start
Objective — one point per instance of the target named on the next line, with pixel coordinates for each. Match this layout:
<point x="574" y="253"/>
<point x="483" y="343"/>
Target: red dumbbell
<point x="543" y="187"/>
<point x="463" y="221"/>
end
Task instructions:
Reproduce every line of the records above, requests included, and offset each x and y point coordinate in the answers by -110. The coordinates in the requests and their layout samples stay unchanged.

Complete response:
Objective — one point per instance of the target named on the next line, with pixel coordinates for each. Match this layout:
<point x="574" y="253"/>
<point x="483" y="343"/>
Target: red dumbbell
<point x="433" y="77"/>
<point x="353" y="111"/>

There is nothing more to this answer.